Document excerpt =
- - -

WASHINGTON // In a sense, I’ve been preparing for this trip since the spring of 2000. That’s when I first traveled to Iraq, to write about life for Iraqis then caught between sanctions and Saddam.
I journeyed from Baghdad to Basra to visit hospitals, schools and the homes of ordinary Iraqis. By then, the U.N.’s humanitarian coordinator for Iraq was estimating that the widest-ranging embargo in history, then more than nine years old, had been responsible for the deaths of one million Iraqis, most of them children.
I met doctors who told me they could not get the medicine they needed to treat simple illnesses, teachers whose students sat on classroom floors for want of chairs, and parents who said they had sold appliances, furniture and even clothing for money to buy food.
The U.N. Security Council lifted the sanctions after the fall of Saddam in 2003. But by then, Iraq was aflame. Growing sectarian violence eventually triggered a massive refugee exodus, and soon I was talking, once again, with Iraqis struggling for survival.At The Baltimore Sun, we took a particular interest in the crisis. The top State Department official for refugees, Ellen Sauerbrey, had been a veteran Maryland lawmaker and two-time Republican nominee for governor. And Sen. Benjamin L. Cardin, a Maryland Democrat, was addressing the outflow as co-chairman of the Commission on Security and Cooperation in Europe – the Helsinki Commission.
With the U.N. High Commissioner for Refugees estimating that more than 2 million Iraqis had fled the country, the International Center for Journalists and the Pulitzer Center on Crisis Reporting agreed to fund a reporting trip to Syria and Jordan – the countries that have taken in the greatest numbers.
In the weeks leading to my departure, I have met with Iraqis recently resettled in the United States and spoken with advocates who say more should be allowed to come. I’ve been briefed by the State Department and the Department of Homeland Security on the challenges of resettling the most vulnerable, while addressing the needs of the many for whom the ultimate goal is a return to a peaceful Iraq.
And I’ve been working with fixers in the two countries – local journalists who help visiting reporters set up appointments and interpret interviews – to plan a productive experience.
I’ve timed my arrival to the Jordanian weekend, which began on Friday. I left Washington last night, and arrive in Amman this evening. On Sunday, we get to work.

- - -

Input data =
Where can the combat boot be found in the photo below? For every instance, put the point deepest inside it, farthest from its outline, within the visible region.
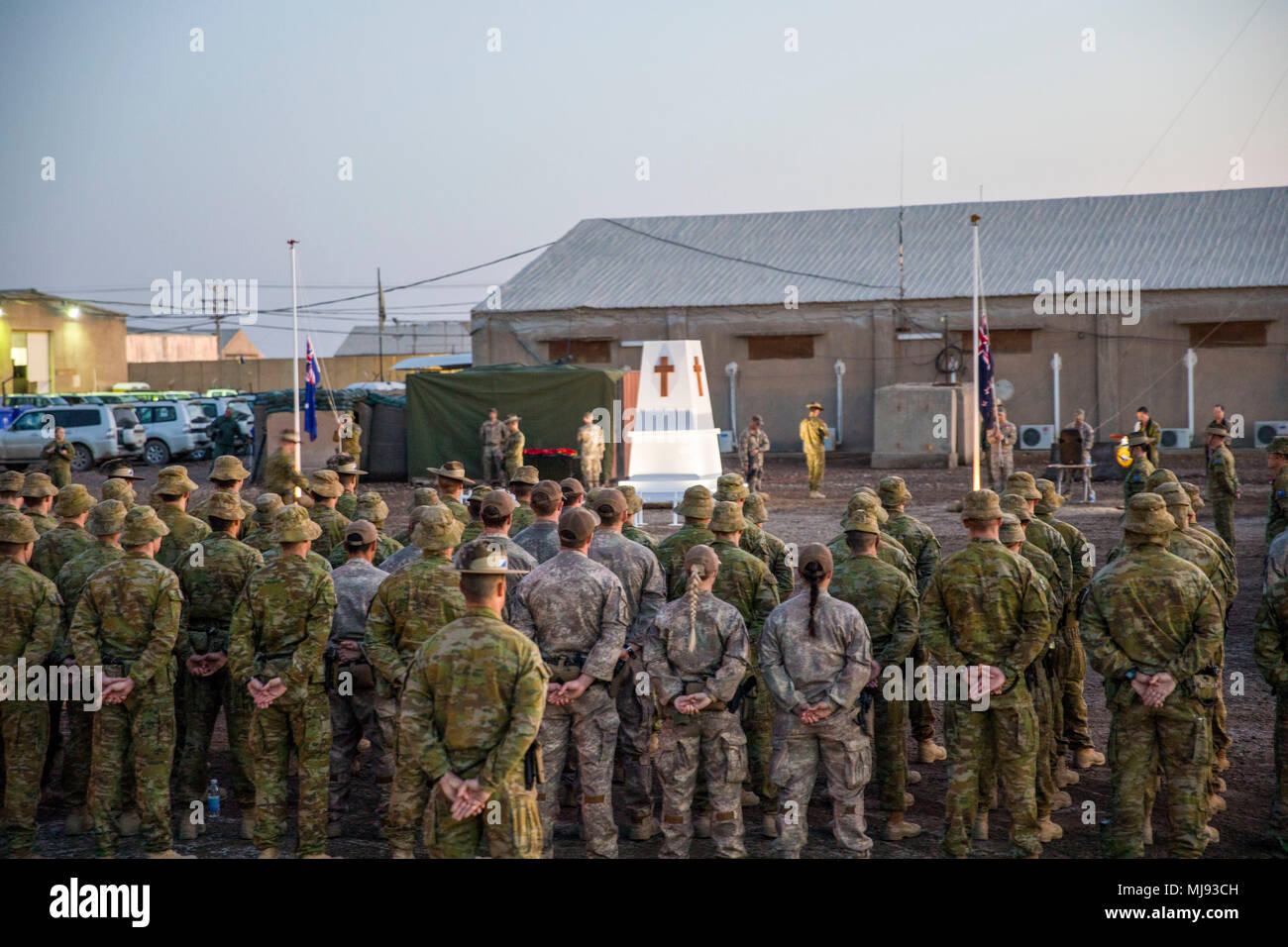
(930, 751)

- - -

Work instructions =
According to the article on the Iraqi refugee reporting trip, which two organizations agreed to fund the trip to Syria and Jordan?

Result of the task =
The International Center for Journalists and the Pulitzer Center on Crisis Reporting.